== Activity ==
In the entries that follow, which lines hold the string "people"? List them.

Image point grounding data:
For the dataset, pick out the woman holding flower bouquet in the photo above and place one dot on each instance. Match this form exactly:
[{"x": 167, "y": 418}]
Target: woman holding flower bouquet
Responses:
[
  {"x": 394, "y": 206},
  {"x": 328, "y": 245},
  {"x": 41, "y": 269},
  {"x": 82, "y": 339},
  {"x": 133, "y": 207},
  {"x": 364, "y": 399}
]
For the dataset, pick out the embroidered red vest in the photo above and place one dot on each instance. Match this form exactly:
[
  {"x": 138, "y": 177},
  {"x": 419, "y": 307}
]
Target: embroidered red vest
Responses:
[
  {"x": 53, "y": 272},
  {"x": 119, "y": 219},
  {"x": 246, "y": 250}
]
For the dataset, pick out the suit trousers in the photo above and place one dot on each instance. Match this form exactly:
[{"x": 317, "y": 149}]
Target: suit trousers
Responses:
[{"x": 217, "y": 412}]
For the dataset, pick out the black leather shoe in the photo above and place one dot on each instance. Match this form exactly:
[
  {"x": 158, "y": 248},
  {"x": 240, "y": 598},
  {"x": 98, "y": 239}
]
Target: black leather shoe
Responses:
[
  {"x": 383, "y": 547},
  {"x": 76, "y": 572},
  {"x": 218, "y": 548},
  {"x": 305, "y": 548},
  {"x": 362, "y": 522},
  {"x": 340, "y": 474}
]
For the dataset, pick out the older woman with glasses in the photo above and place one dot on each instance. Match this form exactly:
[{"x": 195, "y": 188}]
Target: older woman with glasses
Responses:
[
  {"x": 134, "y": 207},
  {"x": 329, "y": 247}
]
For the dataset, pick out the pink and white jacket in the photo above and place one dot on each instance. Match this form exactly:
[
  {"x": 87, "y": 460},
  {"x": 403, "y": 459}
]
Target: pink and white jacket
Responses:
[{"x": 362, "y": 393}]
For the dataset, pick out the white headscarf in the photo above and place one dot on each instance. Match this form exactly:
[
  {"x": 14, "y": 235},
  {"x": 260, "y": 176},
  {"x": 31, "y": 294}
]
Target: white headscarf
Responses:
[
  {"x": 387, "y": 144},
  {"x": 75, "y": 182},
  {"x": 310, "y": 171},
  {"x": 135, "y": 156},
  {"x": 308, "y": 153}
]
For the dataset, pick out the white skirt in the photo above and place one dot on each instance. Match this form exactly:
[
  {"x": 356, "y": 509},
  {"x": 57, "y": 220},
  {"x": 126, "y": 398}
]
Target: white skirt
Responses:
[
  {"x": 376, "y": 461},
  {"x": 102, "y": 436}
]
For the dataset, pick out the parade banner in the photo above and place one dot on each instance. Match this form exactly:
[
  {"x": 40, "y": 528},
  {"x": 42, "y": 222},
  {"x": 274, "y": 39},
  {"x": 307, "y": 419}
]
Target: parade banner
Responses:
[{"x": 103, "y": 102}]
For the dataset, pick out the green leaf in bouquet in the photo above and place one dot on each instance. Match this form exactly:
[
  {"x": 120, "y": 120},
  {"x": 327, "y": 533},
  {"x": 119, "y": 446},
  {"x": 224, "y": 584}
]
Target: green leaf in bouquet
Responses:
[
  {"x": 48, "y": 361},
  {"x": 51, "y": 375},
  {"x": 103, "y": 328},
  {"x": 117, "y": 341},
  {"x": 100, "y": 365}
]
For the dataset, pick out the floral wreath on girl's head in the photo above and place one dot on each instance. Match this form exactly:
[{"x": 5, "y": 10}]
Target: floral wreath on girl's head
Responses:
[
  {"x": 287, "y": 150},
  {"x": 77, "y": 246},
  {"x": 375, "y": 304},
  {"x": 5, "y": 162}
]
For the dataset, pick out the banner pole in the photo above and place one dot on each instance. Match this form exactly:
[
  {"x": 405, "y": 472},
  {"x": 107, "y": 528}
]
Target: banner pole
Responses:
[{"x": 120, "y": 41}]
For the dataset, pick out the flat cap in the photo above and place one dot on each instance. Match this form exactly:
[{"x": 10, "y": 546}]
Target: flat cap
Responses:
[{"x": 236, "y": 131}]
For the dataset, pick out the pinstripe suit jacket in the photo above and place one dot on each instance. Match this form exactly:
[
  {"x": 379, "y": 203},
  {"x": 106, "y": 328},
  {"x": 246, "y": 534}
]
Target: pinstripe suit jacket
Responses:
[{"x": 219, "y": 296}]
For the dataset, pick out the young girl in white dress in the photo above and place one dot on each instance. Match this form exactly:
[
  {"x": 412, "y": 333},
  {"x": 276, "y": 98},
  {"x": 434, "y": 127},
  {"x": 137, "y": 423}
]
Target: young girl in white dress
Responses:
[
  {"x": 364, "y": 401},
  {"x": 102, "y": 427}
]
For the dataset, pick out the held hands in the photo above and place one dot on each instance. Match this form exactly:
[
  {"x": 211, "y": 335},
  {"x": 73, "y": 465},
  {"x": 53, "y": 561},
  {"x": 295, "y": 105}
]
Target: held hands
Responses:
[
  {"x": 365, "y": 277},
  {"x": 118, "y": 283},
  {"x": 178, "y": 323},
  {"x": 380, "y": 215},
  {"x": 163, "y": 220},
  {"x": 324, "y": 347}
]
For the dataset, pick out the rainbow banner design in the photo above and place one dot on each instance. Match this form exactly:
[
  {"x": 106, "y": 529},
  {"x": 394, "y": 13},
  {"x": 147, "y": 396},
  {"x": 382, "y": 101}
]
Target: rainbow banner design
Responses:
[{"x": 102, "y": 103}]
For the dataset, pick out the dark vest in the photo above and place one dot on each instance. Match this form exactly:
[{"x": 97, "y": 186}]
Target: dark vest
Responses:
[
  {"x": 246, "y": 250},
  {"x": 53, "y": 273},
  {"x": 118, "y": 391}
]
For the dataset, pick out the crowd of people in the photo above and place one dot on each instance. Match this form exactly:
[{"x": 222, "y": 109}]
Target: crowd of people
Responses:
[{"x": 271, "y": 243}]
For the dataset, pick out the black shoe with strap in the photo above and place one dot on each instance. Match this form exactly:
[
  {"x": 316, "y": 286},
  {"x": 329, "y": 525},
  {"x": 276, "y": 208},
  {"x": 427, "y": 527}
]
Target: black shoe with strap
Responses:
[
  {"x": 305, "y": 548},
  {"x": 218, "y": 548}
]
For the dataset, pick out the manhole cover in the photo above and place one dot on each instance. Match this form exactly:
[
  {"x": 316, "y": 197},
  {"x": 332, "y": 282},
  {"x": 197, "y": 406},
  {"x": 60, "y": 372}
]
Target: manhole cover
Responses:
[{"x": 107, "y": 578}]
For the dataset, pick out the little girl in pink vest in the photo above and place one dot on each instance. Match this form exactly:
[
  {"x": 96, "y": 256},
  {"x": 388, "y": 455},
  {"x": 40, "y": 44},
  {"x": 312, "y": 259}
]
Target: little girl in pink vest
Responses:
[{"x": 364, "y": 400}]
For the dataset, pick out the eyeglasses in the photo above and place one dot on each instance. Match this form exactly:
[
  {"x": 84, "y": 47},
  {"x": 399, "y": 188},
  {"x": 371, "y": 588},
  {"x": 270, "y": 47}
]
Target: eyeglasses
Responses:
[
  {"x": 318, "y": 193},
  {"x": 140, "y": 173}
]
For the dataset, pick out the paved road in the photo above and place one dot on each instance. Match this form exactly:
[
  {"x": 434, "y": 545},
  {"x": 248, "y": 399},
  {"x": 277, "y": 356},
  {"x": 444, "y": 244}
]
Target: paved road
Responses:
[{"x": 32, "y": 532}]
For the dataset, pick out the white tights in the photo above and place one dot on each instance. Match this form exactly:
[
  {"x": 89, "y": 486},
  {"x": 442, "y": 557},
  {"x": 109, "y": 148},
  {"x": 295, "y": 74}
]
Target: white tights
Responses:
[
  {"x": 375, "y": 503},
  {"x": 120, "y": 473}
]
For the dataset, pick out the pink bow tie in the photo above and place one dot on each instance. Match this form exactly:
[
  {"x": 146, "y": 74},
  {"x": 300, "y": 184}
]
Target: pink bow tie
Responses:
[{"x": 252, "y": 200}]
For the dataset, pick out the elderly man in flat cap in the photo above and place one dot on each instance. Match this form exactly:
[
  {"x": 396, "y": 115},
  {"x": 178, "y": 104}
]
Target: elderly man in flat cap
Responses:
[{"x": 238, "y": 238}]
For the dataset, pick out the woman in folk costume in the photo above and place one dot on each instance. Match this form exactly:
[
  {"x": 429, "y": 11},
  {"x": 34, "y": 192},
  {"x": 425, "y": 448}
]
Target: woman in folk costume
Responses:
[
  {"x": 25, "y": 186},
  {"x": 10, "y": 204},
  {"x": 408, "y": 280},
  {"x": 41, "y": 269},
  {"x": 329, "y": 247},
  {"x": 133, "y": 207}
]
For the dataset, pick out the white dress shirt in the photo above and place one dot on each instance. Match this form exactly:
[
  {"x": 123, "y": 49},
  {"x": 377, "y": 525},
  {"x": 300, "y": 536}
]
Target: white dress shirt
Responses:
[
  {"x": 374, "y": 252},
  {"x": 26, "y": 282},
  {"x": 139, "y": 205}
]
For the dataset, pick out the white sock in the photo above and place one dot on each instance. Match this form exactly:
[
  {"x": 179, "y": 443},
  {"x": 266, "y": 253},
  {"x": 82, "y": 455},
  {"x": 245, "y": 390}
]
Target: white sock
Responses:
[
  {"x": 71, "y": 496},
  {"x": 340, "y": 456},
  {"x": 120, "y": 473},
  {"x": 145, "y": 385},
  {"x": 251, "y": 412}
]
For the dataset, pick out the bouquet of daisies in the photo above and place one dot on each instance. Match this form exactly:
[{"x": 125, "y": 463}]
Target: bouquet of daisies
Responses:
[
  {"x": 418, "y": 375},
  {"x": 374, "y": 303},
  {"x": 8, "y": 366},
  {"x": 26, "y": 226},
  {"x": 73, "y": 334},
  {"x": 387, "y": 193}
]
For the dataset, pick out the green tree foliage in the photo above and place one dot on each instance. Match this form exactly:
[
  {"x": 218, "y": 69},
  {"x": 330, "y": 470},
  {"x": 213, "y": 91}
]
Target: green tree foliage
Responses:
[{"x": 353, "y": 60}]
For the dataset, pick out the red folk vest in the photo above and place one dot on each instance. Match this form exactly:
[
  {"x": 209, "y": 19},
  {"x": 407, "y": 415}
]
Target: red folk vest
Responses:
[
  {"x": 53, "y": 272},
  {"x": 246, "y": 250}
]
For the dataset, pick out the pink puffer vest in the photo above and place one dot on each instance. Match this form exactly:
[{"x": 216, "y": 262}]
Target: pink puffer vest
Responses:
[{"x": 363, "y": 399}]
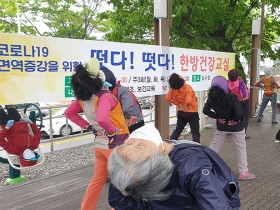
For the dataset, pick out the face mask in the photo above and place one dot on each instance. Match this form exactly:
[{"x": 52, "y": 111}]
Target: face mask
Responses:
[{"x": 147, "y": 132}]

== Result of the task ==
For the dataset, pick out the crowd of people in the photo above and place one dot on each instance. Match this form exactly:
Target: crowd of people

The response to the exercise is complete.